▸ Excerpt from a dataset
-*-*-

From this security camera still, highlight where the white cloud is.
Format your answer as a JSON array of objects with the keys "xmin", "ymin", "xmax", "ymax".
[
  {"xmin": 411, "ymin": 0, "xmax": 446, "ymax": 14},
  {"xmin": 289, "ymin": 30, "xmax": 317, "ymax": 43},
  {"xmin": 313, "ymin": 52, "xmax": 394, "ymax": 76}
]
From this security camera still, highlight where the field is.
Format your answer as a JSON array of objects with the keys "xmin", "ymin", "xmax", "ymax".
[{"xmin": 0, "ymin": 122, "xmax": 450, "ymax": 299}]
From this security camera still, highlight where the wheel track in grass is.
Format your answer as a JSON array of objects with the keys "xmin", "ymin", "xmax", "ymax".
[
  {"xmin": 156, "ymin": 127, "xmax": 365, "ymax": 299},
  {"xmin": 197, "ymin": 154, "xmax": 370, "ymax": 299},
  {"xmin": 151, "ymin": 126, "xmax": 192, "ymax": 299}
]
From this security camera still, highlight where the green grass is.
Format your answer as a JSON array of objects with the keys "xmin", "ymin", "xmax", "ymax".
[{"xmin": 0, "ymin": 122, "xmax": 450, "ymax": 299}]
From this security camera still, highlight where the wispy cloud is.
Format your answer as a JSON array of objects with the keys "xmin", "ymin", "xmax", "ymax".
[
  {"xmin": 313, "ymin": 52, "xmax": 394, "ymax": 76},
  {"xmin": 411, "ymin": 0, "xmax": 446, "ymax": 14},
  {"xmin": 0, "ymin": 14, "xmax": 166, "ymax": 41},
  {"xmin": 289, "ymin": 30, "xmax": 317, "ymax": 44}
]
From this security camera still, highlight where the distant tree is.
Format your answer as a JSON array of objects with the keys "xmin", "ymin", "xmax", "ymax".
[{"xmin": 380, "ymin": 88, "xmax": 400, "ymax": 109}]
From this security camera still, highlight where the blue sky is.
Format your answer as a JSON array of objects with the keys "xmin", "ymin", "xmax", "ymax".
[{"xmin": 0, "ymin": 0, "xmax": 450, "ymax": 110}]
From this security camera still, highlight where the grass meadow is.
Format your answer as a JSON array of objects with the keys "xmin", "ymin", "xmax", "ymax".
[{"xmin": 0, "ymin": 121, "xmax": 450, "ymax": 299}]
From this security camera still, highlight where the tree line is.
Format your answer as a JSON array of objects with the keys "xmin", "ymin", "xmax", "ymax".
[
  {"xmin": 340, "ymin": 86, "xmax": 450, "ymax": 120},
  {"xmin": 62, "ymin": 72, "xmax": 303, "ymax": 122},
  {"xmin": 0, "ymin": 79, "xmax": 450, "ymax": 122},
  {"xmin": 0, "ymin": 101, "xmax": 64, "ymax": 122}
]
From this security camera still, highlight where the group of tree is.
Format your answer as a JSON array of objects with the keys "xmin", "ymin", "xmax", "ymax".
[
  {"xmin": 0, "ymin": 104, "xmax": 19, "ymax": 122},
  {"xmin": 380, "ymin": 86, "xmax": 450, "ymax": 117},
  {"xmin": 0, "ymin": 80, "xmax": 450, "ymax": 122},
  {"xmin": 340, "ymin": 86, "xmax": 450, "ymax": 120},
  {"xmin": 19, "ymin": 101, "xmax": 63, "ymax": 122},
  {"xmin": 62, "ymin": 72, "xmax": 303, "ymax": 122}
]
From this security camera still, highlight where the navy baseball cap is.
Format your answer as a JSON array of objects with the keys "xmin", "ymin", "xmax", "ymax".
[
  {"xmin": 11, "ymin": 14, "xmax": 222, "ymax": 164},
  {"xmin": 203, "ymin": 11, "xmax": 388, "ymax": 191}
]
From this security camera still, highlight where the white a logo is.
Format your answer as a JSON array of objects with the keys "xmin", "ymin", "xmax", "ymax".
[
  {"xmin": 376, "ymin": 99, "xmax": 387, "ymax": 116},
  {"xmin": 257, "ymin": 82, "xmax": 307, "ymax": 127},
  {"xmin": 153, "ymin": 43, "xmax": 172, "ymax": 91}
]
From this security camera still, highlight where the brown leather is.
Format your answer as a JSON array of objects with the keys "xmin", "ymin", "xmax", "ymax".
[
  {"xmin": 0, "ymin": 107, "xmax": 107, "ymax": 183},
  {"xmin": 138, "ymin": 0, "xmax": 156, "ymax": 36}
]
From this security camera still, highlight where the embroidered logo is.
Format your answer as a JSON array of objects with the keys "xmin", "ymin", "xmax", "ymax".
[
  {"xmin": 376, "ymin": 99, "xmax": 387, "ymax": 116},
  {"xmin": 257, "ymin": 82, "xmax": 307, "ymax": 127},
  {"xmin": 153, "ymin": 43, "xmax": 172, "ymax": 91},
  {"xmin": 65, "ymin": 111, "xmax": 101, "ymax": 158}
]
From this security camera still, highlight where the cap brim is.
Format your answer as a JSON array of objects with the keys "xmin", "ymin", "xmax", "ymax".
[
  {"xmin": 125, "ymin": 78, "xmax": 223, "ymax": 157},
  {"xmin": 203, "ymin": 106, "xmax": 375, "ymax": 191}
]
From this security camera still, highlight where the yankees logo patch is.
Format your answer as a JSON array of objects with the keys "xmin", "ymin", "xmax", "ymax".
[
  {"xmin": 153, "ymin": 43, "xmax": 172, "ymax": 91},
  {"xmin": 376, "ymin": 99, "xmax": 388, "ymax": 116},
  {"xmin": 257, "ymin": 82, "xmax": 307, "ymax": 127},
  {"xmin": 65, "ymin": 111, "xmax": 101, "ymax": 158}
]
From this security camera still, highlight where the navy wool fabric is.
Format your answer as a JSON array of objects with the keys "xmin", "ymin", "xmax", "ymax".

-*-*-

▸ What to produce
Reproduce each of the records above verbatim, from the first line through the last.

▸ In response
From this security camera still, highlight where the white cloud is.
Format your answer as a JSON array of objects with the keys "xmin", "ymin", "xmax", "ymax".
[
  {"xmin": 411, "ymin": 0, "xmax": 446, "ymax": 14},
  {"xmin": 289, "ymin": 30, "xmax": 317, "ymax": 43},
  {"xmin": 313, "ymin": 52, "xmax": 394, "ymax": 76}
]
From this security camera still, highlight where the field is.
Format your answer as a JSON array of objects with the keys "xmin", "ymin", "xmax", "ymax".
[{"xmin": 0, "ymin": 122, "xmax": 450, "ymax": 299}]
From this security camera still, highlight where the wheel track in grass is.
Format your answer as a JSON array of objects with the keys "xmin", "ymin", "xmax", "ymax".
[
  {"xmin": 156, "ymin": 127, "xmax": 365, "ymax": 299},
  {"xmin": 197, "ymin": 154, "xmax": 370, "ymax": 299},
  {"xmin": 151, "ymin": 126, "xmax": 192, "ymax": 299}
]
From this security camera still, highlight where the green grass is.
Format your answer as a JSON array of objects with the keys "xmin", "ymin", "xmax", "ymax".
[{"xmin": 0, "ymin": 122, "xmax": 450, "ymax": 299}]
From this security camera still, highlight where the wispy cloud is.
Format your answer as a JSON array of objects with the keys "xmin", "ymin", "xmax", "ymax".
[
  {"xmin": 313, "ymin": 52, "xmax": 394, "ymax": 76},
  {"xmin": 411, "ymin": 0, "xmax": 446, "ymax": 14},
  {"xmin": 0, "ymin": 14, "xmax": 166, "ymax": 41},
  {"xmin": 289, "ymin": 30, "xmax": 317, "ymax": 44}
]
From this security camera still, highlight where the distant tree is.
Format your answer as a JSON array of objects with the keys "xmin", "ymin", "xmax", "ymax".
[{"xmin": 380, "ymin": 88, "xmax": 400, "ymax": 109}]
From this security camera still, highlight where the blue sky is.
Format your answer as a JSON array of objects with the keys "xmin", "ymin", "xmax", "ymax".
[{"xmin": 0, "ymin": 0, "xmax": 450, "ymax": 110}]
From this security camera still, highlight where the grass meadow is.
Format your answer as a JSON array of objects with the keys "xmin", "ymin", "xmax", "ymax".
[{"xmin": 0, "ymin": 121, "xmax": 450, "ymax": 299}]
From this security camera still, highlight where the tree line is.
Format your answer as a JSON array of objects with the keys "xmin", "ymin", "xmax", "ymax".
[
  {"xmin": 340, "ymin": 86, "xmax": 450, "ymax": 120},
  {"xmin": 62, "ymin": 72, "xmax": 303, "ymax": 122},
  {"xmin": 0, "ymin": 79, "xmax": 450, "ymax": 122},
  {"xmin": 0, "ymin": 101, "xmax": 64, "ymax": 122}
]
From this security camera still, highlight where the group of tree is.
Format your answer as a JSON array of objects with the keys "xmin", "ymin", "xmax", "ymax".
[
  {"xmin": 0, "ymin": 104, "xmax": 19, "ymax": 122},
  {"xmin": 380, "ymin": 86, "xmax": 450, "ymax": 117},
  {"xmin": 0, "ymin": 80, "xmax": 450, "ymax": 122},
  {"xmin": 340, "ymin": 86, "xmax": 450, "ymax": 120},
  {"xmin": 19, "ymin": 101, "xmax": 63, "ymax": 122},
  {"xmin": 62, "ymin": 72, "xmax": 303, "ymax": 122}
]
From this security camera still, highlight where the navy baseball cap is.
Format your answer as a JSON array of objects with the keys "xmin", "ymin", "xmax", "ymax".
[
  {"xmin": 11, "ymin": 14, "xmax": 222, "ymax": 164},
  {"xmin": 203, "ymin": 11, "xmax": 388, "ymax": 191}
]
From this security camera still, highlight where the white a logo is.
Format your answer as a JSON array of objects with the keys "xmin", "ymin", "xmax", "ymax".
[
  {"xmin": 376, "ymin": 99, "xmax": 387, "ymax": 116},
  {"xmin": 257, "ymin": 82, "xmax": 307, "ymax": 127},
  {"xmin": 153, "ymin": 43, "xmax": 172, "ymax": 91}
]
From this security camera still, highlight where the brown leather is.
Format your answer as a JSON array of objects with the keys "xmin", "ymin", "xmax", "ymax".
[
  {"xmin": 0, "ymin": 107, "xmax": 107, "ymax": 183},
  {"xmin": 138, "ymin": 0, "xmax": 156, "ymax": 36}
]
From this security camera still, highlight where the embroidered logo is.
Format your answer as a JSON array of objects with the keys "xmin", "ymin", "xmax", "ymax".
[
  {"xmin": 376, "ymin": 99, "xmax": 387, "ymax": 116},
  {"xmin": 257, "ymin": 82, "xmax": 307, "ymax": 127},
  {"xmin": 153, "ymin": 43, "xmax": 172, "ymax": 91},
  {"xmin": 65, "ymin": 111, "xmax": 101, "ymax": 158}
]
From this security camera still, highlight where the cap brim is.
Format your answer as a JSON array of objects with the keys "xmin", "ymin", "xmax", "ymax".
[
  {"xmin": 125, "ymin": 78, "xmax": 223, "ymax": 157},
  {"xmin": 203, "ymin": 106, "xmax": 375, "ymax": 191}
]
From this security camera still, highlight where the yankees logo patch is.
Format your answer as a JSON array of objects with the keys "xmin", "ymin", "xmax", "ymax".
[
  {"xmin": 153, "ymin": 43, "xmax": 172, "ymax": 91},
  {"xmin": 376, "ymin": 99, "xmax": 388, "ymax": 116},
  {"xmin": 257, "ymin": 82, "xmax": 307, "ymax": 127},
  {"xmin": 65, "ymin": 111, "xmax": 101, "ymax": 158}
]
From this security camera still, highlight where the navy wool fabric is.
Format your answer as a JSON array of objects with the keys "xmin", "ymin", "xmax", "ymax".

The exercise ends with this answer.